**TEXT**

Deion Sanders Perfectly Sums Up Hypocrisy of Conference Realignment

With the world of college sports firmly in flux, Colorado coach Deion Sanders offered a honest perspective Friday on his thoughts regarding the conference realignment taking place around the country.

The topic was, again, front and center on Friday after the seismic reports of Oregon and Washington’s interest in joining, and later acceptance into, the Big Ten sent another round of shockwaves throughout college sports. The defection of the now former Pac-12 programs also came on the heels of Colorado’s recent decision to leave the conference for a return to the Big 12.

When asked about how the shake-ups may impact the Buffaloes, Sanders swiftly shut down the notion, instead choosing to juxtapose the business motives behind the moves with the hypocrisy players face over seeking lucrative NIL deals, which has led to some high-profile transfers.

“Man, I don’t care nothing about no different teams moving, we’re trying to win, man. I don’t care where we play,” Sanders said during his media session. “I don’t care what conference, who we’re playing against, we’re trying to win. All this is about money, you know that. It’s about a bag, everybody’s chasing the bag. Then you get mad at the players when they chase it. 

“How is that? How do the grownups get mad at the players when they chase it, when the colleges are chasing it?”

While Coach Prime’s program is also a part of the discourse surrounding conference realignment, the outspoken Sanders’s stinging yet pinpoint breakdown of the hypocrisy certainly puts things into perspective.

Dataset excerpt:
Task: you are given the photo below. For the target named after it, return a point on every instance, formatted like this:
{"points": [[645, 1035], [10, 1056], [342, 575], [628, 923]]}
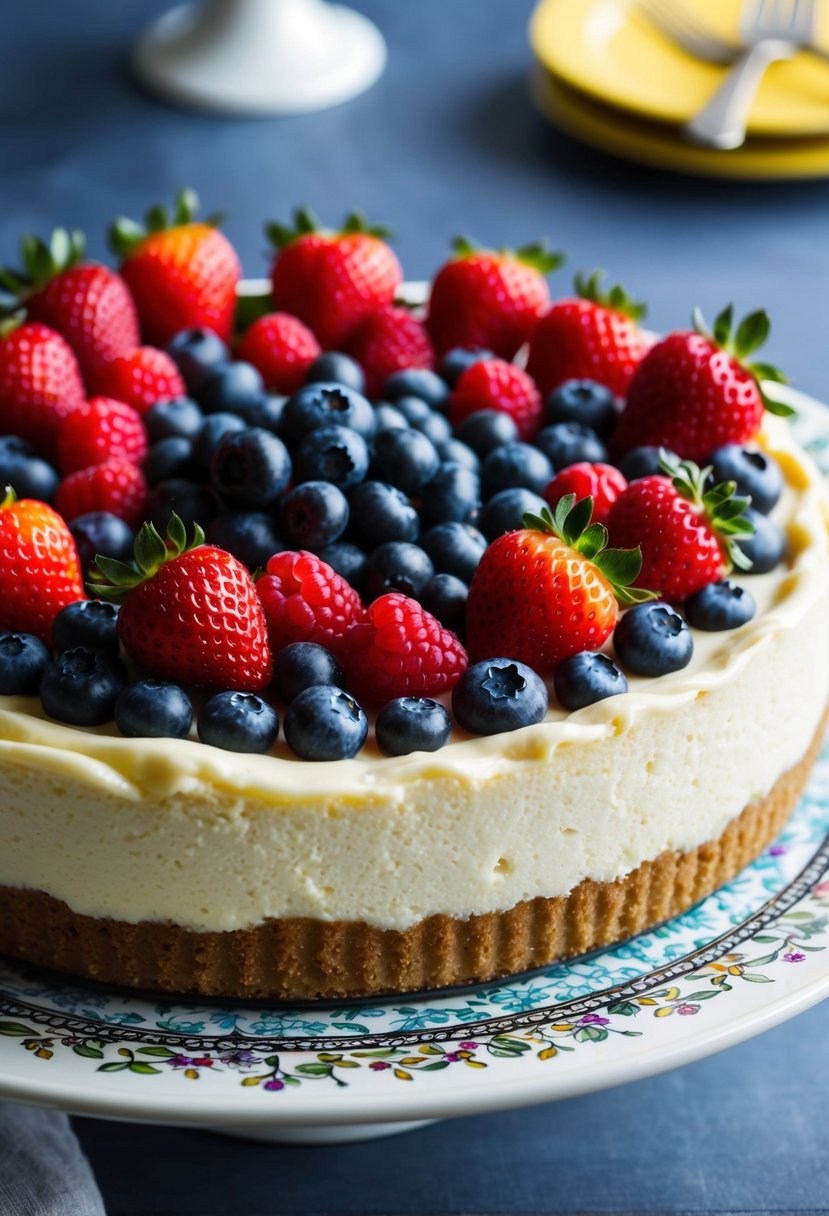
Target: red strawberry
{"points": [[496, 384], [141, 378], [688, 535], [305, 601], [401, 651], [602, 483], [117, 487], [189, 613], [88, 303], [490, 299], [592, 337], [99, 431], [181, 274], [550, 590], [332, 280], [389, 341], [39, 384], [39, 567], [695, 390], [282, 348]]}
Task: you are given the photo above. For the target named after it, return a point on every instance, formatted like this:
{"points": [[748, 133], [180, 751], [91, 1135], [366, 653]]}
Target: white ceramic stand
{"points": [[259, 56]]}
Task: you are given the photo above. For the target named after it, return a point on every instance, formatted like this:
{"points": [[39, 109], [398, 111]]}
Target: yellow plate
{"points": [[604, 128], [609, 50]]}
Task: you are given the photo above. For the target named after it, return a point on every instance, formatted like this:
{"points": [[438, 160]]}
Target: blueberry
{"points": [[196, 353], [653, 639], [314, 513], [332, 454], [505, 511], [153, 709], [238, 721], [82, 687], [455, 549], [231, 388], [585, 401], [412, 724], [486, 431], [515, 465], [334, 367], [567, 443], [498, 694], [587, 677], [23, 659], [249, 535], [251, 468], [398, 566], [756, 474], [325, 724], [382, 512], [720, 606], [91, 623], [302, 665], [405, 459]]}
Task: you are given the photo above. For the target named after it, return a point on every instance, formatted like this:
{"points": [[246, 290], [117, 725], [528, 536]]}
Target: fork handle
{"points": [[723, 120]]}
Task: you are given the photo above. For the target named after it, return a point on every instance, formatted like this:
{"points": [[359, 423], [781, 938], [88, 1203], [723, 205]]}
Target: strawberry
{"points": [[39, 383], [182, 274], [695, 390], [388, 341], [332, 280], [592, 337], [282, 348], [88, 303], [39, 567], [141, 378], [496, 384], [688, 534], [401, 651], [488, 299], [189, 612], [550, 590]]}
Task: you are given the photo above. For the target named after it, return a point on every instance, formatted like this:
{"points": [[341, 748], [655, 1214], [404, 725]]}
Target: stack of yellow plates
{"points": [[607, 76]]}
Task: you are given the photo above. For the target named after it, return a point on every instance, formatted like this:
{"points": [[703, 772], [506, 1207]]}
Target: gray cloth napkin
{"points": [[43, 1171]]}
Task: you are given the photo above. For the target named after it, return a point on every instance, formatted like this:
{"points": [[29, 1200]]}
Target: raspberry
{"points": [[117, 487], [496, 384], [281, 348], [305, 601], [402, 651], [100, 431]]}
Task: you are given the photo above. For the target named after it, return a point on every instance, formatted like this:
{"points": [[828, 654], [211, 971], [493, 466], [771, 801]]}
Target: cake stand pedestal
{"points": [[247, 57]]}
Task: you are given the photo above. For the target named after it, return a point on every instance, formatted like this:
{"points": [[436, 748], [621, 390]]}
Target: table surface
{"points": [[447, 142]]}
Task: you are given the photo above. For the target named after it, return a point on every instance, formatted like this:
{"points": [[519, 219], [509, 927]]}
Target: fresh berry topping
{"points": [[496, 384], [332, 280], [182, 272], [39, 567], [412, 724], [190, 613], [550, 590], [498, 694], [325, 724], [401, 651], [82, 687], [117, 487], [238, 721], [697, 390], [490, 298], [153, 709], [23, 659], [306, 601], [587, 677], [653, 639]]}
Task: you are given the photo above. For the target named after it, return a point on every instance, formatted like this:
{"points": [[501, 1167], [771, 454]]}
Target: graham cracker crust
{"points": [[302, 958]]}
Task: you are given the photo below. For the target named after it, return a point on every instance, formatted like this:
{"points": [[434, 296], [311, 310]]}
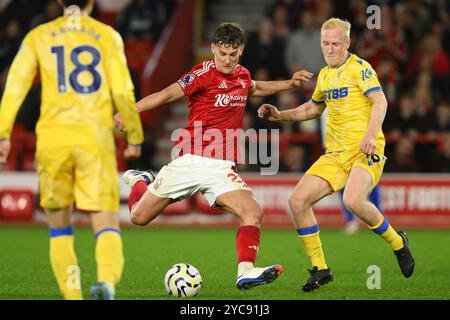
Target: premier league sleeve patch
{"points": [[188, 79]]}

**EXERCISE DETAILS**
Transcribe the full article on Deion Sanders and conference realignment word for word. None of the entries are needed here.

**CORRECT RESPONSE**
Deion Sanders Perfectly Sums Up Hypocrisy of Conference Realignment

With the world of college sports firmly in flux, Colorado coach Deion Sanders offered a honest perspective Friday on his thoughts regarding the conference realignment taking place around the country.

The topic was, again, front and center on Friday after the seismic reports of Oregon and Washington’s interest in joining, and later acceptance into, the Big Ten sent another round of shockwaves throughout college sports. The defection of the now former Pac-12 programs also came on the heels of Colorado’s recent decision to leave the conference for a return to the Big 12.

When asked about how the shake-ups may impact the Buffaloes, Sanders swiftly shut down the notion, instead choosing to juxtapose the business motives behind the moves with the hypocrisy players face over seeking lucrative NIL deals, which has led to some high-profile transfers.

“Man, I don’t care nothing about no different teams moving, we’re trying to win, man. I don’t care where we play,” Sanders said during his media session. “I don’t care what conference, who we’re playing against, we’re trying to win. All this is about money, you know that. It’s about a bag, everybody’s chasing the bag. Then you get mad at the players when they chase it. 

“How is that? How do the grownups get mad at the players when they chase it, when the colleges are chasing it?”

While Coach Prime’s program is also a part of the discourse surrounding conference realignment, the outspoken Sanders’s stinging yet pinpoint breakdown of the hypocrisy certainly puts things into perspective.